[BEGIN WORKING DATA]

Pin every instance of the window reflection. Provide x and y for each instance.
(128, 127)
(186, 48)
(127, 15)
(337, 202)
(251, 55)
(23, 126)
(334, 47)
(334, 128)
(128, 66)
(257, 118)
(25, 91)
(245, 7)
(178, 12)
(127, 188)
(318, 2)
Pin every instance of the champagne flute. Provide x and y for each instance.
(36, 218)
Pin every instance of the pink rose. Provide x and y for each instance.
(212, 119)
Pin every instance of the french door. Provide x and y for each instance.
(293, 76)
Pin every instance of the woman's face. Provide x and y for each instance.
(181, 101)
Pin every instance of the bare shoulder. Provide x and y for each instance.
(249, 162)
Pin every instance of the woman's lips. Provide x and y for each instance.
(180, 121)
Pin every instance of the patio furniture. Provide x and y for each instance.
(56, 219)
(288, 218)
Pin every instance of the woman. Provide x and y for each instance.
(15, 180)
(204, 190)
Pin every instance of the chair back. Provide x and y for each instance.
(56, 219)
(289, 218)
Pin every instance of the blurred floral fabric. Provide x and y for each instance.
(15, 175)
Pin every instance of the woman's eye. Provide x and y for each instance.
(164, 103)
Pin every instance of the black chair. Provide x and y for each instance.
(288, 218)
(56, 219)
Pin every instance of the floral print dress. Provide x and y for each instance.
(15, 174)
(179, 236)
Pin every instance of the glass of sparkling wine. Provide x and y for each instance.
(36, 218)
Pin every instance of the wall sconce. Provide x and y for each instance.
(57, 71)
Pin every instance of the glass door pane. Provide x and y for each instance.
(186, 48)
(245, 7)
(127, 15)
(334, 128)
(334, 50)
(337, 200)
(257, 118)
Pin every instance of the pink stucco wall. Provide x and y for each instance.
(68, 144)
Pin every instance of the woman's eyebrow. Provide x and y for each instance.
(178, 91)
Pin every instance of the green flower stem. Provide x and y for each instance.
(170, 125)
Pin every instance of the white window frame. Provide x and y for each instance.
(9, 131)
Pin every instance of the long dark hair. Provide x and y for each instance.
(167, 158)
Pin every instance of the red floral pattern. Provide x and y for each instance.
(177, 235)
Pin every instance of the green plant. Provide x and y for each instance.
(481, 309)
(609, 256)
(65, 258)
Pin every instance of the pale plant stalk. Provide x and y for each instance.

[END WORKING DATA]

**WHAT TO DO**
Write out all of the lines above again, substituting "Mark each occurrence" for every "Pin every instance" and keeping everything else the same.

**OUTPUT OF THE EXERCISE**
Mark each occurrence of the window reflection. Provide x and y for each instance.
(128, 127)
(186, 48)
(127, 15)
(337, 202)
(251, 55)
(23, 126)
(334, 47)
(334, 128)
(128, 66)
(257, 118)
(25, 91)
(245, 7)
(178, 12)
(127, 188)
(318, 2)
Mark each occurrence of the champagne flute. Provide x and y for each instance.
(36, 218)
Mark each occurrence of the pink rose. Provide x and y for each instance.
(212, 119)
Mark each occurrence of the french door. Provide x and y for each instance.
(293, 76)
Mark each occurrence of the woman's face. Provide x and y for each instance.
(181, 101)
Mark each occurrence of the bare shoulder. Provide x and y for each instance.
(249, 162)
Mark each occurrence of the woman's lips. Provide x and y for each instance.
(180, 121)
Mark each occurrence of the patio furniture. Provide x and y for each instance.
(56, 219)
(288, 218)
Mark each occurrence of the woman. Provide x and y for each instance.
(15, 180)
(204, 190)
Mark each occurrence of the chair back. Provide x and y for each instance.
(56, 219)
(289, 218)
Mark each occurrence of the blurred floral fabric. Provide x and y for each instance.
(15, 175)
Mark each occurrence of the woman's eye. Provide x and y for each instance.
(164, 103)
Mark each occurrence of the black chair. Provide x and y for each instance.
(288, 218)
(56, 219)
Mark each occurrence of the floral print dress. Provide x and y for each instance.
(15, 174)
(179, 236)
Mark each occurrence of the glass of sparkling wine. Provide x and y for each instance.
(36, 218)
Mark each occurrence of the wall sconce. Provide x and y for each instance.
(57, 71)
Mark each occurrence of the glass door pane. Provide x and y for each instance.
(186, 48)
(245, 7)
(127, 15)
(334, 128)
(334, 50)
(337, 200)
(257, 118)
Mark each occurrence of the pink stucco wall. Provide x and y for each instance.
(68, 144)
Mark each occurrence of the woman's eyebrow. Provide x and y for each instance.
(178, 91)
Mark each occurrence of the green flower stem. Provide x and y for each instance.
(170, 125)
Mark each occurrence of the white window frame. Provide x and y for each instance.
(9, 131)
Mark each occurrence of the long dark hair. Provide x and y for each instance.
(167, 158)
Mark each occurrence of the red floral pattern. Provide x and y for each instance.
(177, 235)
Mark each occurrence of the green plant. Provide x and y for each instance.
(481, 309)
(609, 256)
(65, 258)
Mark each occurrence of the pale plant stalk. Provide x and y for each instance.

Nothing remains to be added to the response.